(Point labeling examples)

####

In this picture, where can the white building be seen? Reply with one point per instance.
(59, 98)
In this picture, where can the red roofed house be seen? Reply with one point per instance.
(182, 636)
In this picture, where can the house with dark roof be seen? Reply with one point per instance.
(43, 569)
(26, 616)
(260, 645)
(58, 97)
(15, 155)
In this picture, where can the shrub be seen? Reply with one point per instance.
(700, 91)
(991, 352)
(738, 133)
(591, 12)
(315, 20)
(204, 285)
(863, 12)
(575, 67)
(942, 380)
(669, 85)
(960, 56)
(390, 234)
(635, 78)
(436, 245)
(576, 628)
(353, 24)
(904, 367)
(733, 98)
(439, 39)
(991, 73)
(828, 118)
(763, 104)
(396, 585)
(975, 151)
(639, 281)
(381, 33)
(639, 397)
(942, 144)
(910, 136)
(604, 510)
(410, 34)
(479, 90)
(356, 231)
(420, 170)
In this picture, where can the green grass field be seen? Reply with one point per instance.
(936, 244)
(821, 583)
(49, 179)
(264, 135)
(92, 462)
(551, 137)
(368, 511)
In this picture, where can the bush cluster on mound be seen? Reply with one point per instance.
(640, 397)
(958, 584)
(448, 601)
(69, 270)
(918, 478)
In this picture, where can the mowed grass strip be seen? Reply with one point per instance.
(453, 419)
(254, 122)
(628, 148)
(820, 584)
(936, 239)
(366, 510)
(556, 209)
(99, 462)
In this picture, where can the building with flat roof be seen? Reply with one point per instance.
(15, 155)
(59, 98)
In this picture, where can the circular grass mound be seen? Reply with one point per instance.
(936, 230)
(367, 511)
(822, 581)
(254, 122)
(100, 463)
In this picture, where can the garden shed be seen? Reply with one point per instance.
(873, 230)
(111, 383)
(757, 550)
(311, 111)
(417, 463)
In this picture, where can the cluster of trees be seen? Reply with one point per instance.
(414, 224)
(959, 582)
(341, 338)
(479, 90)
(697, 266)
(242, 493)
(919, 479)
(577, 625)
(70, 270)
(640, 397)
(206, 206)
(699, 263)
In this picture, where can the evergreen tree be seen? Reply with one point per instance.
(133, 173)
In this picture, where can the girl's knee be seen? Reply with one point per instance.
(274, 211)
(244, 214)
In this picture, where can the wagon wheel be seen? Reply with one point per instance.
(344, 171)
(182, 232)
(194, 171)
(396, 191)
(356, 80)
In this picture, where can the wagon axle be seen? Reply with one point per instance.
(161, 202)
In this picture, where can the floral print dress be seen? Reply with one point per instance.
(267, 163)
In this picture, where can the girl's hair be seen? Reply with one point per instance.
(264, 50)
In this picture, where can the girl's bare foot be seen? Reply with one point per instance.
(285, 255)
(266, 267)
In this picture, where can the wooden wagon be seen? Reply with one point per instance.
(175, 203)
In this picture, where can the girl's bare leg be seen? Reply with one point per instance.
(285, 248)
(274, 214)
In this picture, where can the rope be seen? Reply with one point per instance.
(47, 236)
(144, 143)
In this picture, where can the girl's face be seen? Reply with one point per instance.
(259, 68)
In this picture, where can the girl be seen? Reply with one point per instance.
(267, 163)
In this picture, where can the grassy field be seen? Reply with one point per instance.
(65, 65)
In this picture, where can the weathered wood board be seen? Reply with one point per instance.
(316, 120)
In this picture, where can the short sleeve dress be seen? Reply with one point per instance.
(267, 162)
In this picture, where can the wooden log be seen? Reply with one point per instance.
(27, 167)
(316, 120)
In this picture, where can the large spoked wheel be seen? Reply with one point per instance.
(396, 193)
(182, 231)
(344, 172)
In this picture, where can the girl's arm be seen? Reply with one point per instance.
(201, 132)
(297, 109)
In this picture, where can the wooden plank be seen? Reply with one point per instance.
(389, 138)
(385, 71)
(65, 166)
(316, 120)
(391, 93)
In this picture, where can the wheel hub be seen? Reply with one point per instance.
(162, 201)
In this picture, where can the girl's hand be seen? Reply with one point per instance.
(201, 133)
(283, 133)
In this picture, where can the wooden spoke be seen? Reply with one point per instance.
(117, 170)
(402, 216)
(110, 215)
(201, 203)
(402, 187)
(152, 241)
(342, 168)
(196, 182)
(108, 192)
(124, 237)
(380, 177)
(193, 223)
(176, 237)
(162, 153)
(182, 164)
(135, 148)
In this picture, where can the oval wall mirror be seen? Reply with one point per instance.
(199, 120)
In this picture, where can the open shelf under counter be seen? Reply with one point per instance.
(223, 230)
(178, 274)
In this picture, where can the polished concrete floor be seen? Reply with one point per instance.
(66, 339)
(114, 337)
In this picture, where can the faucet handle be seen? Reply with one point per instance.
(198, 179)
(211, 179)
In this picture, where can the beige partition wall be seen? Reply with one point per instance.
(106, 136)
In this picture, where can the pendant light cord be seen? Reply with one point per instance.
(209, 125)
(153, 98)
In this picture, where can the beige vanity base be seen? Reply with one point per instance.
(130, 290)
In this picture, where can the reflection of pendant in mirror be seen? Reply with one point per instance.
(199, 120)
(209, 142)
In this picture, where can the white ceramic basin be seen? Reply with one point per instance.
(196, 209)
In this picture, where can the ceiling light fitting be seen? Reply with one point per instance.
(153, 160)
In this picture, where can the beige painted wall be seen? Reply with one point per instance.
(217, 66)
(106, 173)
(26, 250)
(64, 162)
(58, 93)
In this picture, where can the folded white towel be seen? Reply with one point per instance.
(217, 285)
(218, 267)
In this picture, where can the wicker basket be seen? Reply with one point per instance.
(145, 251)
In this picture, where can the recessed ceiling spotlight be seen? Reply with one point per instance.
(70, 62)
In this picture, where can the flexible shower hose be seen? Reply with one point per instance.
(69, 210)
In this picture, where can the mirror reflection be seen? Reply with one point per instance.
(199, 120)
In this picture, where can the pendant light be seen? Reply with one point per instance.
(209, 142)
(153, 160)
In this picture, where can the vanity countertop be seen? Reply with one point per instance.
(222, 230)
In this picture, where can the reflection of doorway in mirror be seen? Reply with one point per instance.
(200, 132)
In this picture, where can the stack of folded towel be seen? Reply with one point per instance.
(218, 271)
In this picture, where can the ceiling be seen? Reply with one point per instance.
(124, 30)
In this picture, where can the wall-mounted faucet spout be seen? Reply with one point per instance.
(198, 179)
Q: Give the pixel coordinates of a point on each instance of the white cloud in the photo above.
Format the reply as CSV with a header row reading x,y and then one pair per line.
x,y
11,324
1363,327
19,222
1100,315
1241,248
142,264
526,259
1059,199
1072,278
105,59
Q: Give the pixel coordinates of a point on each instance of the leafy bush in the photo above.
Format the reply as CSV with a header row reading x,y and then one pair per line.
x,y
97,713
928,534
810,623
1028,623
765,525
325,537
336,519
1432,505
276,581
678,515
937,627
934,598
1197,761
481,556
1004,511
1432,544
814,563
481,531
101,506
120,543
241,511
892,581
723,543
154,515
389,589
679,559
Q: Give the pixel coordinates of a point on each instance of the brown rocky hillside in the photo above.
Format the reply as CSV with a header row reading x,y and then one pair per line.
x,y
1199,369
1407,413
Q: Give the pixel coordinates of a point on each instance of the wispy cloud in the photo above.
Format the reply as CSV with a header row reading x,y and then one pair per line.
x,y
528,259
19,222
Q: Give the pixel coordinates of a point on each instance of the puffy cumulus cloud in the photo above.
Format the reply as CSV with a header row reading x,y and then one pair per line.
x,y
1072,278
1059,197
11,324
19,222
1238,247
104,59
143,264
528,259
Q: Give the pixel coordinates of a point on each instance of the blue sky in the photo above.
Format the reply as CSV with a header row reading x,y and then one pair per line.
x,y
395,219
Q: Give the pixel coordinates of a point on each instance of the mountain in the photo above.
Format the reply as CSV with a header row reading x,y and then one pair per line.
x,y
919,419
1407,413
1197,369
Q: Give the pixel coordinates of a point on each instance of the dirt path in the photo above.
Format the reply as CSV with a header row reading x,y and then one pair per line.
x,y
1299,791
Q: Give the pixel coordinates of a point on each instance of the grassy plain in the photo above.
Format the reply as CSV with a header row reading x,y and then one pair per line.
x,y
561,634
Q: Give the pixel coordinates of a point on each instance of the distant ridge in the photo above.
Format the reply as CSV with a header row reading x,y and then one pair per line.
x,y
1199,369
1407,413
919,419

####

**Task**
Take every line from the one containing "bush in the photo above." to the end of the listing and output it exactly, with nothing else.

**Response for this exercise**
Q: Give the pixel coordinates of a point on each instance of the leafy bush in the photo above.
Format the reply as CSV with a header row reading x,y and then one pair per line.
x,y
97,713
928,534
810,623
1028,623
765,525
325,537
336,519
1432,505
276,581
678,515
937,627
934,598
1197,761
481,556
1004,511
1432,544
814,563
481,531
101,506
120,543
241,511
892,581
723,543
154,515
389,589
679,559
Q: Give the pixel coordinates of a point on each instance of the brown rocky hillside in the photo above.
Format the reply as CSV with a header row reading x,y and then one pair per line.
x,y
1199,369
1407,413
Q: Give the pixel coordinates of a point on each instance of the wispy cloud in the photo above.
Format the reply as CSV with a header row reading x,y and then one pair per line.
x,y
528,259
19,222
Q: Give the pixel coordinates of a point on each instance of the puffy cumulus cloud in the photo above.
Format the reply as CSV with a header row reading x,y and then one pair per line.
x,y
1072,278
1059,197
11,324
19,222
1238,247
104,59
143,264
528,259
Q: Give the pixel coordinates of a point on each instance of the blue sky in the photo above.
Format the reply as CSV with a header row reading x,y and then one pair per line.
x,y
395,219
Q: Give the pixel coordinates of a point on each instance of the mountain in the photo above.
Format the reply as CSV with a header row reading x,y and then one pair per line.
x,y
919,419
1407,413
1197,369
Q: Give the pixel coordinates of a point on each instance of the dirt path in the photo above.
Format the reply as CSV with a header row reading x,y and then one pair per line.
x,y
1299,791
Q: Give the pixel coordinates of a point on each instance of the grassy plain in the photo above.
Format the reply as CSV with a header row reading x,y and then one pair per line.
x,y
561,634
Q: Give the pixel coordinates of a point on each instance of the distant ridge in the photo above.
Format the reply as CSV with a header row reading x,y and then one pair per line.
x,y
1199,369
1407,413
919,419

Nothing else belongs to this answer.